§ TASK TO COMPLETE
Please write out each entry that follows, keeping it exactly the same.

§ TASK INPUT
┄┄┄┄┄┄┄┄┄┄

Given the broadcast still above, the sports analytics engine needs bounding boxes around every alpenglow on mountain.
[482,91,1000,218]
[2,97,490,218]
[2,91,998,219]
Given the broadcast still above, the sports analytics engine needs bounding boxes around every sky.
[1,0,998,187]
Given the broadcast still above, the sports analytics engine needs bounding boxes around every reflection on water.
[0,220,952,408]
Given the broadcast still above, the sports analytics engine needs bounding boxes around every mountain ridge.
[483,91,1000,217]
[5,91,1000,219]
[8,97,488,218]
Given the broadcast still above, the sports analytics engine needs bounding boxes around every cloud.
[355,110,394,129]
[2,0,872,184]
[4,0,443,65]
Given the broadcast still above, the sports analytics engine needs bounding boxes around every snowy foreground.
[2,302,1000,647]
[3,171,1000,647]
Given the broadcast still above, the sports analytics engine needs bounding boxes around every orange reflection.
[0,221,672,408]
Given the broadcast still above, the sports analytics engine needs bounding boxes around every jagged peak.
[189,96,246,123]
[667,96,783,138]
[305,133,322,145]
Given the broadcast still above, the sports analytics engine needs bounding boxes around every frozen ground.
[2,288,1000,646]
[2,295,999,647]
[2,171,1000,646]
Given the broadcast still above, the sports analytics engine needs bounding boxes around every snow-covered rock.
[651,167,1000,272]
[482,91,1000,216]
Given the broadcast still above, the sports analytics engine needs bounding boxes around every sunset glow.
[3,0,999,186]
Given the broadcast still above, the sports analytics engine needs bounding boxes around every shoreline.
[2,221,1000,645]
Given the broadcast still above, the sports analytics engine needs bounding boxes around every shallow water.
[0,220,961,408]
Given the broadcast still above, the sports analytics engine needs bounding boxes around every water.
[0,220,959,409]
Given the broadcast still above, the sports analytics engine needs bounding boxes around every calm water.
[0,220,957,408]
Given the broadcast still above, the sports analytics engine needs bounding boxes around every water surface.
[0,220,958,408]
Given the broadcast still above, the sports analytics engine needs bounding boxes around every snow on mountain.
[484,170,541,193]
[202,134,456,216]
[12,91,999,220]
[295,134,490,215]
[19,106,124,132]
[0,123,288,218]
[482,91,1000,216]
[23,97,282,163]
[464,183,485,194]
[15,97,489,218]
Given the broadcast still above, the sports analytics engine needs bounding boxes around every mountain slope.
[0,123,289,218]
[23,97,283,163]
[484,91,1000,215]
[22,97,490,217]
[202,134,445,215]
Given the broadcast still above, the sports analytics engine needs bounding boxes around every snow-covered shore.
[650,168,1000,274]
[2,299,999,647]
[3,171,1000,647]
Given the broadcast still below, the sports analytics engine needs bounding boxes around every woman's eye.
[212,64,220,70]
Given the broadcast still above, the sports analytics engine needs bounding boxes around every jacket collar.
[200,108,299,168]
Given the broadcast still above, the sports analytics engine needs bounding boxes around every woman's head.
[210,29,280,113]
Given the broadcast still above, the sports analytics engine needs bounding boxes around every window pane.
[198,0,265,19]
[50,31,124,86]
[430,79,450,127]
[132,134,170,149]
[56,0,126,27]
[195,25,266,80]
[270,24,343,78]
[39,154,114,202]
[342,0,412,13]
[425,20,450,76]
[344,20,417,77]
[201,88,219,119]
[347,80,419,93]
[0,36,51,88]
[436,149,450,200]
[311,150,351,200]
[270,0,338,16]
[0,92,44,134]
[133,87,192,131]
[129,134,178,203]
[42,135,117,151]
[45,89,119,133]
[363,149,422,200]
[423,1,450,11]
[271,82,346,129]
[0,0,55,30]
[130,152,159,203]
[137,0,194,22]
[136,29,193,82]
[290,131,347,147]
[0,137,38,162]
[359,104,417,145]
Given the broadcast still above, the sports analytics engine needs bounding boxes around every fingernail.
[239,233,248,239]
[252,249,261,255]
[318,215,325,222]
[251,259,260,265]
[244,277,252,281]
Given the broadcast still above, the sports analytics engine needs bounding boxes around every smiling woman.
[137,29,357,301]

┄┄┄┄┄┄┄┄┄┄

§ EXERCISE SOLUTION
Given the broadcast still above, the sports analytics engine needs bounding boxes around every alpenglow on mountain.
[482,91,1000,218]
[2,97,490,218]
[2,91,998,219]
Given the broadcast still above, the sports analytics engine needs bounding boxes around every sky.
[1,0,998,187]
Given the broadcast still above, the sports analytics engine needs bounding boxes around every reflection on water.
[0,220,952,408]
Given the broadcast still above, the sports analytics engine needs bounding boxes around every mountain ridge.
[483,91,1000,217]
[5,91,1000,219]
[8,97,488,218]
Given the broadcast still above, the sports analytics engine needs bounding boxes around every cloud.
[355,110,394,129]
[2,0,872,184]
[4,0,443,65]
Given the broadcast still above, the sports analytics engine needs bounding boxes around every snowy foreground.
[2,302,1000,647]
[3,171,1000,647]
Given the broadcast still above, the sports analytics engine needs bounding boxes around every orange reflection.
[0,221,672,408]
Given the broadcast still above, the sports analytics engine needs bounding boxes around every jagged peak.
[189,96,246,123]
[667,96,783,138]
[305,133,322,145]
Given the broadcast still above, the sports analytics engine needs bounding boxes around every frozen ground.
[2,288,1000,646]
[2,295,999,647]
[2,171,1000,646]
Given the broadcast still above, the sports analytics engine needs bounding boxes around every snow-covered rock.
[651,167,1000,272]
[482,91,1000,216]
Given the broadcast still above, the sports analytics engine needs bounding boxes around every sunset glow.
[3,0,999,186]
Given the broadcast still above, the sports analytics engine needs bounding boxes around every shoreline.
[2,221,1000,645]
Given the broadcast still above, the sports analytics engine needs bounding boxes around every shallow water.
[0,220,961,408]
Given the broadcast still above, the sports analytics engine needs bounding boxes around every water.
[0,220,959,409]
Given the broadcast still above, the sports analytics engine needs bounding boxes around every calm water.
[0,220,957,408]
Given the broadcast still above, the sports analytics engine needs bounding boxes around every water surface.
[0,220,958,408]
Given the broadcast still above, the sports analytics engine needs bounding boxes around every snow on mountain.
[484,170,541,193]
[202,134,456,216]
[12,91,999,220]
[295,134,490,215]
[19,106,124,132]
[0,123,288,218]
[482,91,1000,216]
[23,97,282,163]
[464,183,485,194]
[15,97,489,218]
Given the broadcast still above, the sports analytics engine needs bounding boxes around every mountain slope.
[0,123,289,218]
[23,97,283,163]
[484,91,1000,215]
[22,97,490,217]
[202,134,445,215]
Given the broadcast still above, the sports analytics engine needs bounding boxes around every snow-covered shore.
[650,168,1000,274]
[2,299,999,647]
[3,171,1000,647]
Given the broadcast still below, the sports analytics engine needs bounding boxes around every woman's eye.
[212,64,220,70]
Given the broadcast still above, the sports analytics engine needs bounding boxes around every jacket collar.
[200,108,299,168]
Given the broadcast still above, the sports analytics engine needs bounding boxes around every woman's head.
[210,29,280,113]
Given the broadcast still above, the sports analytics engine needs bounding boxes around every window pane.
[198,0,265,19]
[50,31,124,86]
[430,79,450,127]
[132,134,170,149]
[56,0,126,27]
[195,25,266,80]
[270,24,343,78]
[39,154,114,202]
[342,0,412,13]
[425,20,450,76]
[344,20,417,77]
[201,88,219,119]
[347,80,419,93]
[0,36,51,88]
[436,149,450,200]
[311,150,351,200]
[270,0,338,16]
[0,92,44,134]
[133,87,192,131]
[129,134,178,203]
[42,135,117,151]
[45,89,119,133]
[363,149,422,200]
[423,1,450,11]
[271,82,346,129]
[0,0,55,30]
[130,152,159,203]
[137,0,194,22]
[136,29,193,82]
[290,131,347,147]
[0,137,38,162]
[359,104,417,145]
Given the broadcast still above, the sports analytics engine needs bounding boxes around every fingernail.
[239,233,248,239]
[252,249,261,255]
[318,215,325,222]
[251,259,260,265]
[244,277,252,281]
Given the broadcast still above, the sports analytics engine needs bounding boxes around every smiling woman.
[137,29,357,301]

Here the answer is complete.